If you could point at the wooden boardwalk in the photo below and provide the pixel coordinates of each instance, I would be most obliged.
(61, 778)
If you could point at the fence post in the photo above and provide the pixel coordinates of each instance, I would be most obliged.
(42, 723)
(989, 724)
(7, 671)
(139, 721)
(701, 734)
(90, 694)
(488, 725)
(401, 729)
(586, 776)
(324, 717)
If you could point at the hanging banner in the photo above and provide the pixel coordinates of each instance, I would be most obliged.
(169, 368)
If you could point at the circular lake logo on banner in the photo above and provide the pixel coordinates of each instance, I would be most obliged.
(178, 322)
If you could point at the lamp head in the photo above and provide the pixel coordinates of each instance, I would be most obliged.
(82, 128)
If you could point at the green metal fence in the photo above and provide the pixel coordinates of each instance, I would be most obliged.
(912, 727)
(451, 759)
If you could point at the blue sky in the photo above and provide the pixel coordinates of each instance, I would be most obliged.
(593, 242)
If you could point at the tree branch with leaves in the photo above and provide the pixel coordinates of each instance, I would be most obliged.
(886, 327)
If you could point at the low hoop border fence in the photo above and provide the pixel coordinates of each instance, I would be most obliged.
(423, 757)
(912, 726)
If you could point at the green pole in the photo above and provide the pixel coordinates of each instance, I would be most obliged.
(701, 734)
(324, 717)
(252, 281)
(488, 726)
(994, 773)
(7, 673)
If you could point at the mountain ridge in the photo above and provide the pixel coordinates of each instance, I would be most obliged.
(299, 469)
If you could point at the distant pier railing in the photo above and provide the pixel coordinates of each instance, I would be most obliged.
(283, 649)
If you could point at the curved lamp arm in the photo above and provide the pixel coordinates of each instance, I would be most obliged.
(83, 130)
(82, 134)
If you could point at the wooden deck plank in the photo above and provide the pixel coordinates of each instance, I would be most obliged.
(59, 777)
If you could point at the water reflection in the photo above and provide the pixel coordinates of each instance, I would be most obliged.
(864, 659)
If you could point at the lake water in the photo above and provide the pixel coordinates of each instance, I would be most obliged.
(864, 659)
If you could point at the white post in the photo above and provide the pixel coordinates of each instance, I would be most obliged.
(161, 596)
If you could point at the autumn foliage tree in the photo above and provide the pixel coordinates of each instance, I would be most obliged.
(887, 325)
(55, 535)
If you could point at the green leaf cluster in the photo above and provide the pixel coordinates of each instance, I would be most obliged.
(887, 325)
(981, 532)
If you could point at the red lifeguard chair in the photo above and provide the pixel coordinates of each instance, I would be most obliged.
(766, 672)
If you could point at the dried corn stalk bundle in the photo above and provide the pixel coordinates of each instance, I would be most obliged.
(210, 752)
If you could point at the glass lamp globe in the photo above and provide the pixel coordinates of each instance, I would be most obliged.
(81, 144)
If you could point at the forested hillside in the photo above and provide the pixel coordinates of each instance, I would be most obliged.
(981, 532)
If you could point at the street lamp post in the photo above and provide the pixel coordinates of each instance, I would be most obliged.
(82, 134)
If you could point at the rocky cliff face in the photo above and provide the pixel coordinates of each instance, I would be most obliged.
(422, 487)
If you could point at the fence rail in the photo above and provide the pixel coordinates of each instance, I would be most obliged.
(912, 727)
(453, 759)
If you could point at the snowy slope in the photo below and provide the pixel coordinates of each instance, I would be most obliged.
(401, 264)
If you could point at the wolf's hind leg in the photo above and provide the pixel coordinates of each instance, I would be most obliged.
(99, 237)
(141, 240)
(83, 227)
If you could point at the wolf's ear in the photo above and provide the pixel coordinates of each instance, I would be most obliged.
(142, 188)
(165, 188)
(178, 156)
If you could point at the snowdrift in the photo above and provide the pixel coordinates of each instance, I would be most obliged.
....
## [Activity]
Copy out the material exactly, omitting nothing.

## [Result for this task]
If you could point at the wooden boardwalk in the photo below and provide the pixel coordinates of each instance, I would be most obliged.
(61, 778)
If you could point at the fence post in the photo above and provide the pixel coordinates of each instance, I would be most obliged.
(42, 723)
(989, 724)
(7, 671)
(139, 721)
(701, 734)
(90, 694)
(488, 725)
(401, 729)
(586, 776)
(324, 717)
If you could point at the hanging banner in the photo above and provide the pixel coordinates of each instance, I would be most obliged.
(169, 368)
If you could point at the circular lake logo on banner in the photo above and provide the pixel coordinates of each instance, I would be most obliged.
(178, 322)
If you could point at the lamp head in the photo above and provide the pixel coordinates of each instance, I would be most obliged.
(82, 128)
If you could point at the green metal fence in the photo above and provide the pixel coordinates of each instance, I would be most obliged.
(912, 727)
(451, 759)
If you could point at the blue sky in the photo above and provide the pixel coordinates of each instance, I would be most obliged.
(593, 242)
If you could point at the tree branch with leaves in the photo above and provide the pixel coordinates of each instance, I would be most obliged.
(886, 327)
If you could point at the low hoop border fence in the photo above and provide the pixel coordinates of each instance, I would be most obliged.
(423, 757)
(912, 726)
If you could point at the green pole in the photo above and provide the pixel coordinates of each instance, I would be most obliged.
(701, 734)
(324, 717)
(252, 281)
(488, 726)
(994, 773)
(7, 673)
If you could point at the mountain ridge in the photo above and provide the pixel coordinates of each instance, I would be most obliged.
(299, 469)
If you could point at the distant pier railing in the photo above and provide the pixel coordinates of each instance, I would be most obliged.
(283, 649)
If you could point at the curved lamp arm in the photo above and provide the pixel coordinates of each instance, I would be most obliged.
(83, 130)
(82, 134)
If you could point at the wooden deck plank in the photo above and provide the pixel coordinates of each instance, I would be most obliged.
(59, 777)
If you could point at the water reflection in the photo above and provide the pixel coordinates of each instance, I would be most obliged.
(864, 659)
If you could point at the lake water in the photo above and provide the pixel coordinates of each instance, I would be most obliged.
(864, 659)
If you could point at the white post in the photo above and provide the pixel coordinates of each instance, I would be most obliged.
(161, 596)
If you could point at the autumn foliage tree in the photo above and provide the pixel coordinates of each instance, I would be most obliged.
(887, 325)
(55, 535)
If you could point at the green leaf cluster in the photo above and provide the pixel coordinates of each instance, I would be most obliged.
(887, 325)
(981, 532)
If you could point at the red lifeguard chair in the photo above and provide the pixel coordinates of each instance, I would be most obliged.
(766, 672)
If you could point at the dried corn stalk bundle in the photo above and provide the pixel coordinates of each instance, I would be most obliged.
(210, 752)
If you could point at the glass lamp globe in the photo above and provide the pixel coordinates of each instance, I would be most obliged.
(81, 144)
If you could point at the forested hillside in the photo above and provide the pixel coordinates of each instance, I would be most obliged.
(981, 532)
If you could point at the street lamp post in the photo above and provide the pixel coordinates of each instance, I would be most obliged.
(82, 134)
If you could point at the rocky cliff face in the photo above and provide the pixel coordinates of each instance, I would be most obliged.
(422, 487)
If you could point at the fence rail in the photo above and provide the pixel coordinates of each instance, I would be most obliged.
(912, 727)
(453, 759)
If you could point at the snowy slope in the photo below and provide the pixel coordinates of each instance, I would be most obliged.
(401, 264)
If you could point at the wolf's hind leg in the photo above and provide the pixel coordinates of each instance, I would be most obliged.
(99, 237)
(141, 240)
(83, 227)
If you could point at the wolf's ear in the photo above and provide the pixel coordinates of each instance, I would be most obliged.
(142, 188)
(165, 188)
(178, 156)
If you could point at the snowdrift in the photo above and provide the pixel coordinates of each instance, I would be most obliged.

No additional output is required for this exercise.